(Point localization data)
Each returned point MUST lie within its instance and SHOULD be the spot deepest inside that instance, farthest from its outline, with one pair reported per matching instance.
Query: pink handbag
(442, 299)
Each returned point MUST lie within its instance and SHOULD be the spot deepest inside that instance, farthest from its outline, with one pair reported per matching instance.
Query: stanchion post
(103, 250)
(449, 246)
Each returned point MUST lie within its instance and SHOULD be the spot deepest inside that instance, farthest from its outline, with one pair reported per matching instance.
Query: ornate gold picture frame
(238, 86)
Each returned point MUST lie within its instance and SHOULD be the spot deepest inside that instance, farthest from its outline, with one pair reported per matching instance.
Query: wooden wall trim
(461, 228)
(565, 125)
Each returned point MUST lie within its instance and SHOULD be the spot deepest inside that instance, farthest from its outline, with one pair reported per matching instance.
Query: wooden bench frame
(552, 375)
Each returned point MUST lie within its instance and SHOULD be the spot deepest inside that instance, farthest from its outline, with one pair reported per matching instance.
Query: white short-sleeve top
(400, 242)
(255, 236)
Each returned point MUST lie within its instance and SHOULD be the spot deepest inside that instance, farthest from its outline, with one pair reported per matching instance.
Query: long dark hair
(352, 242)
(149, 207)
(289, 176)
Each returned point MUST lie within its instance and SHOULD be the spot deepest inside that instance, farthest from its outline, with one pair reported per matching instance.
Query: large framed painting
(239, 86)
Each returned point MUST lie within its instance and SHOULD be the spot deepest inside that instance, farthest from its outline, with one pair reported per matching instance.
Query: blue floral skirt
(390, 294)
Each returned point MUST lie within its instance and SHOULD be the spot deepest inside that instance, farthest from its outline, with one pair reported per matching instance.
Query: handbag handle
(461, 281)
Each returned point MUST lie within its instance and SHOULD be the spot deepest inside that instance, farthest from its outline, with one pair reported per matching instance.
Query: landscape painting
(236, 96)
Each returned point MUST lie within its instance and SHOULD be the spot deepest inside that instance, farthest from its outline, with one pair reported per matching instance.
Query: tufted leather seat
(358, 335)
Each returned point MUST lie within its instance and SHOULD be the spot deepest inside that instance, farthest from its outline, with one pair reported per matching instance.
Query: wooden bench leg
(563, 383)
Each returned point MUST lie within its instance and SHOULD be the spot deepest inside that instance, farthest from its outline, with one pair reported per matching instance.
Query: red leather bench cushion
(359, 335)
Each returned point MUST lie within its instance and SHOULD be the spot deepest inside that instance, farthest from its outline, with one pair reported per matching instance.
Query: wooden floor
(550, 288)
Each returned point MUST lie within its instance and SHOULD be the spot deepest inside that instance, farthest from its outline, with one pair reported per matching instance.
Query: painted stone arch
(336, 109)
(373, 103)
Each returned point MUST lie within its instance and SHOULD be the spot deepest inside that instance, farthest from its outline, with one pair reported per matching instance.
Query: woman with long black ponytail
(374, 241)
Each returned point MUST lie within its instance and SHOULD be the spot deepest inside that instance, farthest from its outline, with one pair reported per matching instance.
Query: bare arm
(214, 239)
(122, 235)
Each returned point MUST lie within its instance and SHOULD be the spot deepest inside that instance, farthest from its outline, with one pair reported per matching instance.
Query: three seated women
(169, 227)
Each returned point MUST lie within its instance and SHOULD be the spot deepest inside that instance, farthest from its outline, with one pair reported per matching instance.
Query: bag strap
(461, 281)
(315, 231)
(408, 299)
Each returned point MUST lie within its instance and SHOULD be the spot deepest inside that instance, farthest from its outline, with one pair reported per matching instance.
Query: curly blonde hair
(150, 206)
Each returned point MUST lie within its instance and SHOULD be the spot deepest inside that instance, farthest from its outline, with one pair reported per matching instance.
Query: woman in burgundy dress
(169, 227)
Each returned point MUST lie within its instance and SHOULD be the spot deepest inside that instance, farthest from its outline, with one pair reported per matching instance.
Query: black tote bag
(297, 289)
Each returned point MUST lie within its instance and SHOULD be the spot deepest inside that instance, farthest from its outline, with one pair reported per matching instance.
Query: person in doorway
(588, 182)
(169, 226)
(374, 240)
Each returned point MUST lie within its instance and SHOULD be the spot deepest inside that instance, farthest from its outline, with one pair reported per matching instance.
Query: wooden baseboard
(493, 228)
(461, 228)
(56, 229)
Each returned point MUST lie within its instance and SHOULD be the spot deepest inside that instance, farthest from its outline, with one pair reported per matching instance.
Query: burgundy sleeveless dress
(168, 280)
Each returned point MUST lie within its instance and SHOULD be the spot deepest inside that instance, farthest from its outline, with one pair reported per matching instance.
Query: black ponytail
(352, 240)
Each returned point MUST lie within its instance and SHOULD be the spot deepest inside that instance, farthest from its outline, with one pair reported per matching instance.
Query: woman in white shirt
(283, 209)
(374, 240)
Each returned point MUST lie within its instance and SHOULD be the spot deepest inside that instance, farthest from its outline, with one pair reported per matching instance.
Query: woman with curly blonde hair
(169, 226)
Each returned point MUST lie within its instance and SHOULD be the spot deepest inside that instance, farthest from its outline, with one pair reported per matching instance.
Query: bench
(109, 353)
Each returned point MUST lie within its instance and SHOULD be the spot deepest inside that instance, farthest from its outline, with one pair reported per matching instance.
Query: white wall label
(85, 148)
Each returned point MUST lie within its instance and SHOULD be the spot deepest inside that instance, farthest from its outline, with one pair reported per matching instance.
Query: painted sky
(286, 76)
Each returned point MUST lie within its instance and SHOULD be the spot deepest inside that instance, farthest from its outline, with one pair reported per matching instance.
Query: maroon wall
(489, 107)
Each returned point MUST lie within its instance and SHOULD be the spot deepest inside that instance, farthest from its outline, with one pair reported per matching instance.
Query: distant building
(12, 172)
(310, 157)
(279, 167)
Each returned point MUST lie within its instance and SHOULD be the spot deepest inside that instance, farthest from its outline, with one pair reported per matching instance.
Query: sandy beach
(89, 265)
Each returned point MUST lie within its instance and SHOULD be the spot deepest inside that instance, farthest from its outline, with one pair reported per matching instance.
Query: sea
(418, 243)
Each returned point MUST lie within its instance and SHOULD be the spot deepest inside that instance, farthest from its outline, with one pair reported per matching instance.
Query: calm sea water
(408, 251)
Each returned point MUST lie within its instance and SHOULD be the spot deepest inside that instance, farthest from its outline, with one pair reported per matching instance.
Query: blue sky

ABOUT THIS EXERCISE
Repeat each record exactly. Omit nothing.

EXERCISE OUTPUT
Each returned point MUST lie within its instance and SHOULD be the spot deepest inside that instance, farthest from its outline, with one pair reported per matching instance.
Query: pink handbag
(442, 299)
Each returned point MUST lie within its instance and SHOULD be the spot deepest inside that instance, farthest from its outline, with one pair reported per matching instance.
Query: stanchion post
(103, 250)
(449, 246)
Each returned point MUST lie within its instance and SHOULD be the spot deepest inside that instance, farthest from its outline, with one pair reported per matching instance.
Query: ornate gold picture frame
(238, 86)
Each returned point MUST lie within its instance and SHOULD be the spot deepest inside that instance, farthest from its outline, with one pair reported per matching instance.
Query: wooden wall trim
(461, 228)
(565, 125)
Each returned point MUST lie within its instance and SHOULD be the spot deepest inside that instance, farthest from its outline, with one pair reported per matching instance.
Query: wooden bench frame
(552, 375)
Each returned point MUST lie within its instance and SHOULD be the spot deepest inside that instance, farthest from its outline, with one pair reported per matching instance.
Query: white short-sleeve top
(400, 242)
(255, 236)
Each returned point MUST lie within its instance and SHOULD be the spot deepest inside that instance, farthest from its outline, with one pair reported per matching instance.
Query: long dark hair
(352, 242)
(149, 207)
(289, 176)
Each returned point MUST lie within its instance and SHOULD be the spot deepest inside that instance, farthest from its outline, with one pair reported per matching instance.
Query: large framed painting
(239, 86)
Each returned point MUST lie within its instance and SHOULD be the spot deepest inside that instance, farthest from its outline, with one pair reported per matching instance.
Query: blue floral skirt
(390, 294)
Each returned point MUST lie within its instance and SHOULD be the spot deepest inside that instance, farthest from its outline, with one pair reported per matching instance.
Query: handbag handle
(461, 281)
Each returned point MUST lie within its instance and SHOULD be the spot deepest inside that instance, farthest from its outline, with one pair reported per matching instance.
Query: landscape painting
(236, 96)
Each returned point MUST lie within its instance and SHOULD be the spot deepest inside that instance, farthest from its outline, with one pair reported per matching instance.
Query: tufted leather seat
(358, 335)
Each returned point MUST lie within its instance and SHOULD be the spot deepest inside that instance, farthest from its outline, with one pair reported per matching instance.
Query: wooden bench leg
(563, 383)
Each returned point MUST lie within its instance and SHOULD be the spot deepest inside that instance, farthest from its outline, with one pair reported per matching instance.
Query: red leather bench cushion
(359, 335)
Each returned point MUST lie within its instance and SHOULD be the spot deepest inside that instance, farthest from its outline, with one pair reported per matching instance.
Query: wooden floor
(550, 288)
Each returned point MUST lie within its instance and SHOULD be the spot deepest inside that instance, farthest from its outline, with one pair reported per matching instance.
Query: painted stone arch
(336, 109)
(373, 103)
Each returned point MUST lie within its instance and SHOULD be the spot deepest inside that instance, farthest from its outline, with one pair reported per matching instance.
Query: woman with long black ponytail
(374, 241)
Each returned point MUST lie within its instance and SHOULD be the spot deepest inside that instance, farthest from its outline, with one pair reported per matching instance.
Query: bare arm
(214, 239)
(122, 235)
Each returned point MUST lie within its instance and SHOULD be the spot deepest inside that instance, farthest from its outline, with one pair reported per matching instance.
Query: three seated women
(169, 227)
Each returned point MUST lie within its instance and SHOULD be the spot deepest inside that instance, farthest from its outline, with one pair reported per matching instance.
Query: bag strap
(461, 281)
(315, 231)
(408, 299)
Each returned point MUST lie within its instance and SHOULD be the spot deepest inside that instance, farthest from its outline, with one pair reported per matching instance.
Query: curly blonde hair
(150, 206)
Each returned point MUST lie within its instance and SHOULD be the spot deepest inside that instance, farthest from its outline, with one pair reported per matching instance.
Query: woman in burgundy dress
(169, 227)
Each returned point MUST lie within its instance and SHOULD be the spot deepest inside that instance, farthest from its outline, with one pair reported per matching instance.
Query: black tote bag
(297, 289)
Each returned point MUST lie within its instance and SHOULD be the spot deepest inside that instance, farthest from its outline, with one pair reported per matching instance.
Query: person in doorway
(588, 182)
(169, 226)
(374, 240)
Each returned point MUST lie within its instance and SHOULD be the spot deepest inside that instance, farthest from its outline, with one pair reported per matching instance.
Query: wooden baseboard
(493, 228)
(461, 228)
(56, 229)
Each returned point MUST lie within its instance and SHOULD be the spot deepest inside that instance, farthest from its outline, with one pair reported per matching instance.
Query: burgundy sleeveless dress
(168, 280)
Each returned point MUST lie within its instance and SHOULD be the spot deepest inside that instance, farthest from its outline, with one pair reported per matching instance.
Query: black ponytail
(352, 240)
Each returned point MUST lie within its instance and SHOULD be the spot deepest inside that instance, farthest from its outline, with one pair reported per matching instance.
Query: woman in white shirt
(283, 209)
(374, 240)
Each returned point MUST lie within its instance and SHOULD be the spot deepest inside that instance, farthest from its outline, with one pair reported per matching instance.
Query: woman with curly blonde hair
(169, 226)
Each returned point MUST lie within its instance and SHOULD be the spot deepest inside that instance, farthest from its outline, with one pair reported per matching instance.
Query: bench
(109, 353)
Each returned point MUST lie within its instance and SHOULD be the spot deepest inside that instance, farthest from its outline, with one pair reported per matching instance.
Query: white wall label
(85, 148)
Each returned point MUST lie within its instance and SHOULD be the spot deepest inside that instance, farthest from its outline, with one pair reported per matching instance.
Query: painted sky
(286, 76)
Each returned point MUST lie within its instance and SHOULD be the spot deepest inside that instance, farthest from its outline, with one pair reported per matching instance.
Query: maroon wall
(489, 107)
Each returned point MUST lie within its instance and SHOULD be the spot deepest inside that instance, farthest from its outline, with one pair reported per matching instance.
Query: distant building
(12, 172)
(310, 157)
(279, 167)
Each returned point MUST lie within its instance and SHOULD be the spot deepest inside that instance, farthest from its outline, with one pair reported per matching instance.
Query: sandy beach
(89, 265)
Each returned point MUST lie within its instance and SHOULD be the spot deepest inside that instance, farthest from its outline, with one pair reported per matching instance.
Query: sea
(418, 243)
Each returned point MUST lie within its instance and SHOULD be the spot deepest inside that instance, farthest from its outline, with one pair reported per matching instance.
Query: calm sea water
(408, 251)
Each returned point MUST lie within its instance and SHOULD be the spot deepest inside that instance, farthest from its outline, with one pair reported per matching instance.
Query: blue sky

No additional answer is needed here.